Declaring a join in the schema file creates a join_class() method to the resultset's referenced object, where class is the joined-to resulset class. The join from ledger_entries to accounts creates join_accounts() in the ledger_entries reference-counted resultset.

Each join_class() returns a class::base::joins. It is a reference to an object that serves several purposes:

The above example makes no particular use for the joins object, but if both tables in this example had a code column, then ledger_entries->search("code", "=", "Acct1");, becomes code = ? SQL, resulting in an error, due to the ambiguous column name.

It's always possible to explicitly specify the table: ledger_entries->search("ledger_entries.code", "=", "Acct1");. This, however, relies on each table's alias, in the query, defaulting to the name of the table.

This is no longer the case when the same table ends up appearing more than once in the resultset's joins. In this case, each occurence of the table has a unique alias. A formal, documented way to reference the correct table is to use the get_table_alias() method defined in the joined-to class. For consistency, the resultset class also implements a get_table_alias() that gives the resultset table's alias:

auto ledger_entries_rs=ledger_entries::create(conn);

accounts::base::joins accounts_join=ledger_entries_rs->join_accounts();

ledger_entries_rs->search(ledger_entries->get_table_alias() + ".code", "=", accounts_join->get_table_alias() + ".code");

This creates WHERE ledger_entries.code = accounts.code, presuming that both ledger_entries's and accounts's alias is the same as the table name; or the appropriate alias, as specified in the corresponding FROM or JOIN table name. At this time, an alias for the resultset table always ends up to be the same as the table's name. This is subject to change in the future. Always use get_table_alias() for proper results.

The join object implements additional methods that create subsequent joins from the join object's table. So, if, for example, the accounts table had an additional join to an account_types table:

auto ledger_entries_rs=ledger_entries::create(conn);

accounts::base::joins accounts_join=ledger_entries_rs->join_accounts();

account_types::base::joins account_types_join=accounts_join->join_account_types();

Calling ledger_entries's join_accounts() adds a join from the ledger_entries to the accounts table and returns a accounts::base::joins object reference. Calling this object's join_account_types() method adds a join from the accounts to the account_types table.

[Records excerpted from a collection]
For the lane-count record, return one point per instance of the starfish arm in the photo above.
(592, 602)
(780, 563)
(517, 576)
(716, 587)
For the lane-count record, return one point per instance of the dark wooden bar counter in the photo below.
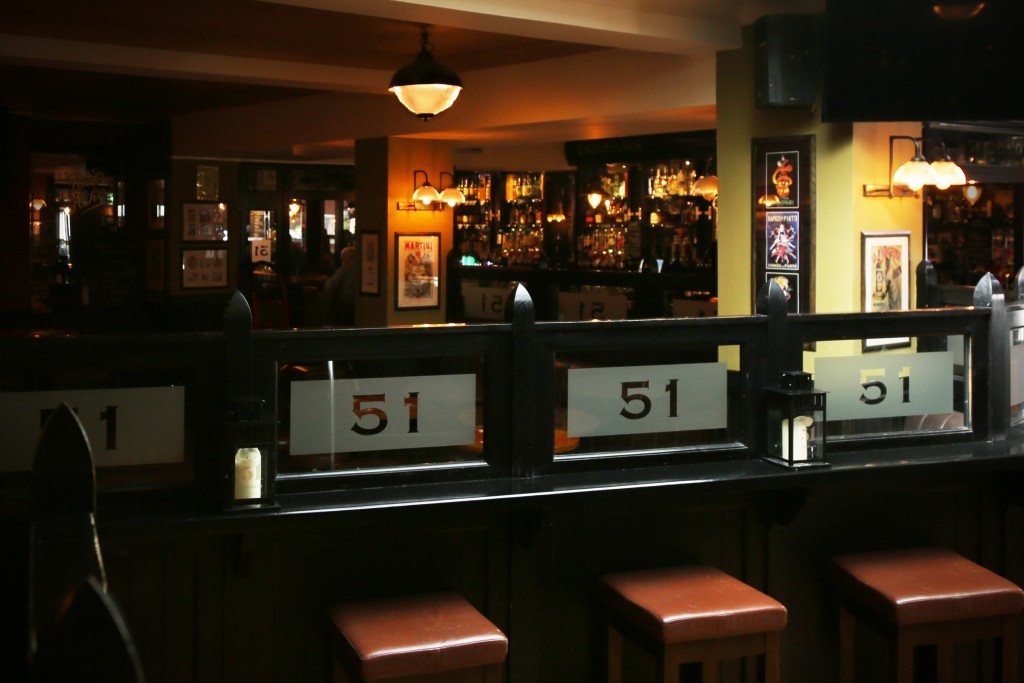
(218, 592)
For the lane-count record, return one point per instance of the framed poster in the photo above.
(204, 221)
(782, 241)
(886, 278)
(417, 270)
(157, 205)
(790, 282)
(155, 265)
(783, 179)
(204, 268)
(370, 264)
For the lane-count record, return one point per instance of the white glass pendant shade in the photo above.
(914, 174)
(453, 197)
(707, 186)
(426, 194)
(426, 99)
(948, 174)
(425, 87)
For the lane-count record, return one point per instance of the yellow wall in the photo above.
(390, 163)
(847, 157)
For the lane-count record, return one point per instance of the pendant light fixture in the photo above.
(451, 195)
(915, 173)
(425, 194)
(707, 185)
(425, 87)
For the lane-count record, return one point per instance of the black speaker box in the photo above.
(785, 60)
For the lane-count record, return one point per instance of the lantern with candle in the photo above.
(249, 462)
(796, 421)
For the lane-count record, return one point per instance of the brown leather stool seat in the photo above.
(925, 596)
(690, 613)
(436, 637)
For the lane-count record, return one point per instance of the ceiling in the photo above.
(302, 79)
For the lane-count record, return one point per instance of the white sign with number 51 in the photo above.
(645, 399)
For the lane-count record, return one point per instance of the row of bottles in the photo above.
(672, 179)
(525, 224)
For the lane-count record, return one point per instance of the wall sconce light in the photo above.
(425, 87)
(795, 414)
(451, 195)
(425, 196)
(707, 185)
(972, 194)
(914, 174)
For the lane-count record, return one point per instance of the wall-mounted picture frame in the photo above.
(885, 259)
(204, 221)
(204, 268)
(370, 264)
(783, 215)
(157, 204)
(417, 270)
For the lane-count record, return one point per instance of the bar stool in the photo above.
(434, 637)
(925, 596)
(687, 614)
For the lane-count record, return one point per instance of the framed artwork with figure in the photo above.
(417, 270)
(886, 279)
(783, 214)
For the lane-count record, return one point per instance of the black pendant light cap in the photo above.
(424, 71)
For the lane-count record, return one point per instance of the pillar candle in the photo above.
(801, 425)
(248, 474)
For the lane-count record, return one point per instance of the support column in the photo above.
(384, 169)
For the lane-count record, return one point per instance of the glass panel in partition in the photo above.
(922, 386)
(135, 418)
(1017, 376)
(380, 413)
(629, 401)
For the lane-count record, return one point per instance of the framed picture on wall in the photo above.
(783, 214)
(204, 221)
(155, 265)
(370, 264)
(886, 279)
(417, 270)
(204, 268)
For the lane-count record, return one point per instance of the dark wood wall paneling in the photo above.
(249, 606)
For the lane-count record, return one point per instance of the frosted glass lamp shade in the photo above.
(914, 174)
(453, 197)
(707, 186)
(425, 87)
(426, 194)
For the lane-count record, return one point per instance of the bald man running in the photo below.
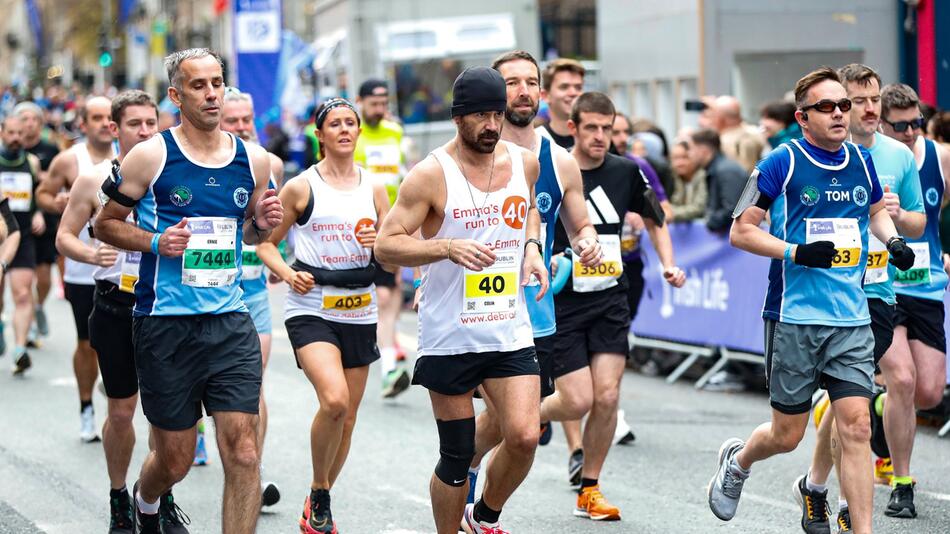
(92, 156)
...
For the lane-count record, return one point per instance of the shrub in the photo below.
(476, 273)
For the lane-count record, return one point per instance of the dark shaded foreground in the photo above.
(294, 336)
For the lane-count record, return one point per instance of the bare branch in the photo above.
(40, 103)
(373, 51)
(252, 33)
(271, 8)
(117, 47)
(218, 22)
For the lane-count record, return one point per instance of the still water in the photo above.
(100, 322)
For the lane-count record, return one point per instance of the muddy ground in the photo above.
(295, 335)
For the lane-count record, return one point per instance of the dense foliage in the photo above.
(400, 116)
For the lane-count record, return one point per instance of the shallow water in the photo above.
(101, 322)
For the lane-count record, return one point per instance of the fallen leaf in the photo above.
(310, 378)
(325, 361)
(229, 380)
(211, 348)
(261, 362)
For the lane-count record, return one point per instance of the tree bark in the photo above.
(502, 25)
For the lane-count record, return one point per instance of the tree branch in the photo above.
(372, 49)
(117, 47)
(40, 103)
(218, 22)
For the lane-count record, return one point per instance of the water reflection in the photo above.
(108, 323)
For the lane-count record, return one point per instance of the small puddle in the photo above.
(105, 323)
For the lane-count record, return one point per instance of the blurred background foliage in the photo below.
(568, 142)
==
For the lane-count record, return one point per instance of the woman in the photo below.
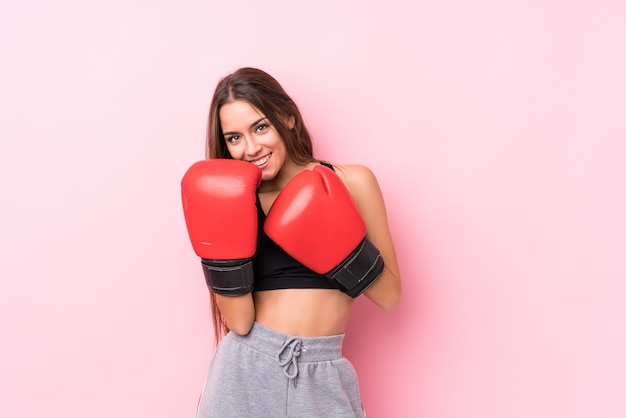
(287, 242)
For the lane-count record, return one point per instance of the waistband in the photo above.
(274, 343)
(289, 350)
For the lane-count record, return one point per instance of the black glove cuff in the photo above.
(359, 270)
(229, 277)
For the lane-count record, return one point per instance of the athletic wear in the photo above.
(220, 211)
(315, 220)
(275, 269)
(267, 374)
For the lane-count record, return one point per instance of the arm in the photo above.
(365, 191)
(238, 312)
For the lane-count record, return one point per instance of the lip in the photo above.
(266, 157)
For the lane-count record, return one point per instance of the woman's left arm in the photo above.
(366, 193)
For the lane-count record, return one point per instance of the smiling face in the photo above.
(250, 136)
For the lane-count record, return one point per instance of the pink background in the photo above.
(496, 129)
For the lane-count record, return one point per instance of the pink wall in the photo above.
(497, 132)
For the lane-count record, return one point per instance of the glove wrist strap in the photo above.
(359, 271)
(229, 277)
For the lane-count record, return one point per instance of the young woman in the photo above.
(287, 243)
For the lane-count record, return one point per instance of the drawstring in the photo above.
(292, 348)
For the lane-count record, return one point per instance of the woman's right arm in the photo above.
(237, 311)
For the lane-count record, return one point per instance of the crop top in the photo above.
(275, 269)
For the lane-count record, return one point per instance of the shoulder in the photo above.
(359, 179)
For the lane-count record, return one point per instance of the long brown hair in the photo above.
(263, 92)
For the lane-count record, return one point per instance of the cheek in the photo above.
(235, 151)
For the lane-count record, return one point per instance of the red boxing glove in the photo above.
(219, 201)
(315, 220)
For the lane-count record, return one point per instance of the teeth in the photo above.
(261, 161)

:: TASK LIST ::
1. In the passage on schema joins, which method does the join from ledger_entries to accounts create?
2. Return every line of the listing that contains the word "below".
The listing is unrelated to the passage on schema joins.

:: ANSWERS TO THE EXERCISE ::
1. It creates join_accounts() in the ledger_entries reference-counted resultset.

2.
For the lane-count record, return one point per instance of the dark wooden bar counter in the photo below.
For the lane-count record, return one point per instance of the bald man running in the photo below.
For the lane-count record, return one point per instance of the shrub in the photo below.
For the lane-count record, return one point per instance of the blurred background foliage in the photo below.
For the lane-count record, return one point per instance of the woman in the photo below.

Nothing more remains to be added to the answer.